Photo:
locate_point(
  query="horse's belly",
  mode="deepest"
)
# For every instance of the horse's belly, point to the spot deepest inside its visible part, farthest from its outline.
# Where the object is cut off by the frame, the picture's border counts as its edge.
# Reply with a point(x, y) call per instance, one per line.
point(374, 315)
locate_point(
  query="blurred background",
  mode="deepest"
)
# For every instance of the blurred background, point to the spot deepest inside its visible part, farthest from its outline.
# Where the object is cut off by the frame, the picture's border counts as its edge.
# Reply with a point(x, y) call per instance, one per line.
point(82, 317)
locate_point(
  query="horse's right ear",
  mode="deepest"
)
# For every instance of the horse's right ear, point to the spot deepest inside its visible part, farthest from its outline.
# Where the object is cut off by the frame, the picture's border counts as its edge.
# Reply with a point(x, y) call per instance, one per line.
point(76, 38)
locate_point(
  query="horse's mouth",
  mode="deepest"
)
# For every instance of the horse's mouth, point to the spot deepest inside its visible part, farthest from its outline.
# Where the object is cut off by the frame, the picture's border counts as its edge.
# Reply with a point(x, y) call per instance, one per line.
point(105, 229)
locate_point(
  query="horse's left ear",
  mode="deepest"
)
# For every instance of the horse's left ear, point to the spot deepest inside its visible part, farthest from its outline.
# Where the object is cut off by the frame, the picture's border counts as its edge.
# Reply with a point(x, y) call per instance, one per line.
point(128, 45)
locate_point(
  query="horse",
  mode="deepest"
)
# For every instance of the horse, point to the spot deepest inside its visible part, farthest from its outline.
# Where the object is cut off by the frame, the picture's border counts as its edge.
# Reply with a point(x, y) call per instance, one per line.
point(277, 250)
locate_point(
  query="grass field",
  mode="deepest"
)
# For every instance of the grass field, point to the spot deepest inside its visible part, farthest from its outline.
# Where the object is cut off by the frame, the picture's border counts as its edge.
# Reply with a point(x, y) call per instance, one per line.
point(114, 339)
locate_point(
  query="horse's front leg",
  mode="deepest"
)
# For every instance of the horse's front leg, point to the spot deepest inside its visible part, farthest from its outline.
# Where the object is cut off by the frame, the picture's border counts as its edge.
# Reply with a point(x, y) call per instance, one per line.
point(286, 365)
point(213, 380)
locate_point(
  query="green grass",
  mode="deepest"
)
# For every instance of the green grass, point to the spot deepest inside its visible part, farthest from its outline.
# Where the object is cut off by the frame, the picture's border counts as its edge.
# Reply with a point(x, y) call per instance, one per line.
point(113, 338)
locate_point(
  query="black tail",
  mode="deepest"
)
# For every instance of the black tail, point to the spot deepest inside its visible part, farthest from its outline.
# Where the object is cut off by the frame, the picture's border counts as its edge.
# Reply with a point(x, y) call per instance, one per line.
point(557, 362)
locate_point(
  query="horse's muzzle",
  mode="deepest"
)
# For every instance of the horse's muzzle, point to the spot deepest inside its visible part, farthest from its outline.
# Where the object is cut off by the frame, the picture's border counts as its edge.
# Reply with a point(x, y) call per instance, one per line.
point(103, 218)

[Problem to work on] Your answer should be the data above, retyped exactly.

[Answer space]
Photo:
locate_point(
  query="horse's belly",
  mode="deepest"
)
# For every instance of the horse's belly, point to the spot deepest inside its visible part, farthest from its outline.
# Where the object is cut off by the frame, the picture's border counts as its edge.
# Reply with a point(x, y) call per instance, one per line.
point(374, 315)
locate_point(
  query="blurred background",
  mode="deepest"
)
# For every instance of the blurred background, point to the spot deepest inside its visible part, farthest from its outline.
# Where the object is cut off by the frame, the picture's border counts as its edge.
# Reply with a point(x, y) call per instance, one per line.
point(82, 317)
locate_point(
  query="horse's right ear",
  mode="deepest"
)
# For every instance of the horse's right ear, point to the spot deepest inside its visible part, farthest from its outline.
# Where the object is cut off by the frame, the picture's border counts as its edge.
# Reply with a point(x, y) call per instance, one per line.
point(76, 38)
locate_point(
  query="horse's mouth",
  mode="deepest"
)
# For every instance of the horse's mouth, point to the spot deepest inside its visible part, farthest from its outline.
# Where the object is cut off by the frame, the picture's border counts as its edge.
# Reply with a point(x, y) call per instance, one per line.
point(105, 229)
locate_point(
  query="horse's left ear",
  mode="deepest"
)
# For every instance of the horse's left ear, point to the spot deepest inside its visible part, farthest from its outline.
# Where the object is cut off by the frame, the picture's border counts as its edge.
# Reply with a point(x, y) call per instance, one per line.
point(128, 45)
locate_point(
  query="horse",
  mode="deepest"
)
# For every instance of the horse, point to the spot deepest inside its visible part, farthest from its outline.
# Where the object is cut off by the frame, the picture's border counts as its edge.
# Reply with a point(x, y) call per instance, one per line.
point(277, 250)
locate_point(
  query="grass field",
  mode="deepest"
)
# For every instance of the grass field, point to the spot deepest inside its visible part, farthest from its outline.
# Where the object is cut off by the frame, the picture's border counts as its edge.
# Reply with a point(x, y) call per instance, one per line.
point(114, 339)
locate_point(
  query="horse's front leg",
  mode="deepest"
)
# For every instance of the horse's front leg, point to the spot deepest inside its visible part, farthest from its outline.
# Where the object is cut off by the frame, the picture's border counts as its edge.
# Reply with a point(x, y) call per instance, one per line.
point(286, 365)
point(213, 380)
locate_point(
  query="green grass",
  mode="deepest"
)
# For every instance of the green grass, point to the spot deepest inside its visible part, farthest from its outline.
# Where the object is cut off by the frame, the picture's border counts as its edge.
# Reply with a point(x, y) call per instance, one per line.
point(113, 338)
locate_point(
  query="black tail",
  mode="deepest"
)
# For every instance of the black tail, point to the spot deepest inside its visible part, farthest from its outline.
# Where the object is cut off by the frame, the picture's border counts as its edge.
# Reply with a point(x, y) call per instance, one per line.
point(557, 362)
locate_point(
  query="horse's muzzle",
  mode="deepest"
)
# For every instance of the horse's muzzle, point to the spot deepest inside its visible part, farthest from its outline.
# Where the object is cut off by the frame, the picture's border counts as its edge.
# Reply with a point(x, y) call per instance, one per line.
point(103, 218)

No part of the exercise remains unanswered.